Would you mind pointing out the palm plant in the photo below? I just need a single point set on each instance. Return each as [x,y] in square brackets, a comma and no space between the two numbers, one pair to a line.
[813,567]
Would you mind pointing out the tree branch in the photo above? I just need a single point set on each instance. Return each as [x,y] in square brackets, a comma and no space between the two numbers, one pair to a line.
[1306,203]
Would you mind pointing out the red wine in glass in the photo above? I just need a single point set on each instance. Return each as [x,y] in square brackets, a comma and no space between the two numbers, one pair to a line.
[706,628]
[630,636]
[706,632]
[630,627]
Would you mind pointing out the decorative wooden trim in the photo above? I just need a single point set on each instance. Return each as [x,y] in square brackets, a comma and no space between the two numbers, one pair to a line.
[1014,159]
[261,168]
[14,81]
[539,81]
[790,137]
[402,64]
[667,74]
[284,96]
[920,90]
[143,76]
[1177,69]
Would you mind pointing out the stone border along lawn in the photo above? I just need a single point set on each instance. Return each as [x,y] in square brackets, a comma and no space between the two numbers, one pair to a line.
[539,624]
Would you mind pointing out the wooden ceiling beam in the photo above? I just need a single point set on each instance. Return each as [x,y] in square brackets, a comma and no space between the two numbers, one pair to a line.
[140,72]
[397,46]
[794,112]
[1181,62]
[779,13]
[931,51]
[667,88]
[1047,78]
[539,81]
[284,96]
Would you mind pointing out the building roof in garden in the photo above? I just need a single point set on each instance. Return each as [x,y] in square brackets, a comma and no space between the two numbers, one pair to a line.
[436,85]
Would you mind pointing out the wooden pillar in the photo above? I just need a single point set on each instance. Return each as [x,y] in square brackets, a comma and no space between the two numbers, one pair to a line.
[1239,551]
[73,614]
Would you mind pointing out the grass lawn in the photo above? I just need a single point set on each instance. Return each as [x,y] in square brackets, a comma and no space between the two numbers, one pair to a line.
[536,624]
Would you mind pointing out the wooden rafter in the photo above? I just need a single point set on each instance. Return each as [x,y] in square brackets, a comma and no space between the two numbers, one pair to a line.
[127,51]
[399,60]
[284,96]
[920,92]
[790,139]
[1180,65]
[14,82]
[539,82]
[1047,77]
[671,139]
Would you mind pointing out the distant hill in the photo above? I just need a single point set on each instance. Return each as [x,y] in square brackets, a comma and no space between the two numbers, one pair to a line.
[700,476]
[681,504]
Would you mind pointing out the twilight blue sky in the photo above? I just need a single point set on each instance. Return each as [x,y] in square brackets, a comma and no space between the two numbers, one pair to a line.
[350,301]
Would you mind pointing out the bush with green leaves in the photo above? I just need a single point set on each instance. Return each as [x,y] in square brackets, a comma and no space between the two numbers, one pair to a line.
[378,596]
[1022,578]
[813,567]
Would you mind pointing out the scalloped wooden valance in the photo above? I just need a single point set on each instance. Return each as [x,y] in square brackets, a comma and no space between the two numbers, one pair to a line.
--
Convert every entry above into a JSON list of strings, with one string for each line and no blank lines.

◆ THE ANSWER:
[
  "Would you mind pointing out the palm plant in the photo below? I just need a single point set on each instance. Return each as [x,y] in square brackets, a comma and no space between the two numbers, one pair to a line.",
  "[813,567]",
  "Would you mind pointing out the tree branch in the photo above? I just need a single point set on each instance. Return each as [x,y] in square brackets, a comma and no space between the two numbers, one pair to a line.",
  "[1306,203]",
  "Would you mind pointing out the red wine in glass in the photo above? I just need a single point set on each instance. Return each as [x,y] in square brackets, a comma and no space between the two numbers, one pair to a line.",
  "[706,628]",
  "[630,636]",
  "[706,632]",
  "[630,627]",
  "Would you mind pointing out the decorative wooden trim in the photo above? I just need a single point set on each instance. Return each as [x,y] in square brackets, a comma and no space between the two numbers, one pair to a line.",
  "[1014,159]",
  "[261,168]",
  "[14,81]",
  "[539,81]",
  "[790,137]",
  "[402,64]",
  "[667,74]",
  "[284,96]",
  "[920,90]",
  "[143,76]",
  "[1177,69]",
  "Would you mind pointing out the stone border along lawn in the photo above? I just need a single point set on each instance. Return each as [x,y] in square brackets, a comma and no space between the two numbers, one pair to a line.",
  "[539,624]",
  "Would you mind pointing out the wooden ceiling beam in the photo above? I just need a single point set on each instance. Return each as [x,y] in square brackets, a comma and no space between the two numbers, one pair to a line.",
  "[140,72]",
  "[397,46]",
  "[794,112]",
  "[1181,62]",
  "[779,13]",
  "[931,51]",
  "[667,88]",
  "[1047,78]",
  "[539,81]",
  "[284,96]",
  "Would you mind pointing out the building roof in garden in the photo above? I just need a single point set on each instance. Return each as [x,y] in square brackets, a comma and no space between the two numbers, one pair to a line.",
  "[436,85]",
  "Would you mind pointing out the wooden pillar in the photo above? I just need a single point set on each instance. Return each as [x,y] in square brackets, a comma and no space between the two numbers, one pair to a line.",
  "[1239,551]",
  "[73,614]",
  "Would you mind pointing out the grass lawn in the photo above? I just need a single point set on each instance. Return each as [x,y] in square brackets, a comma and no space between the two numbers, one pair to a line.",
  "[536,624]",
  "Would you mind pointing out the wooden rafter in the photo above? I just need a single point set on each instance. Return each as [x,y] in square brackets, a comma and no space between the two numbers, one pair to a line.",
  "[127,51]",
  "[399,60]",
  "[284,96]",
  "[920,92]",
  "[790,139]",
  "[1180,65]",
  "[14,82]",
  "[539,82]",
  "[1047,77]",
  "[671,139]",
  "Would you mind pointing out the distant hill in the photo above? I just need a single point set on each instance. Return each as [x,y] in square brackets, a comma and no space between the two numbers, one pair to a line.",
  "[700,476]",
  "[681,504]",
  "Would you mind pointing out the twilight blue sky in the photo above? I just need a single point set on each instance. Return each as [x,y] in square brackets, a comma and no space between the two numbers, one pair to a line.",
  "[350,301]",
  "Would you mind pointing out the bush with green leaves in the photo above? I just need a single point set on each instance. Return each as [x,y] in square brackets, a comma and no space between the two numbers, one pair to a line.",
  "[378,596]",
  "[1022,578]",
  "[813,567]",
  "Would you mind pointing out the scalloped wooden valance in the photo above? I just need a single point set on each instance. Return each as [x,y] in square brackets, a comma and no space between the two numbers, one pair to a line."
]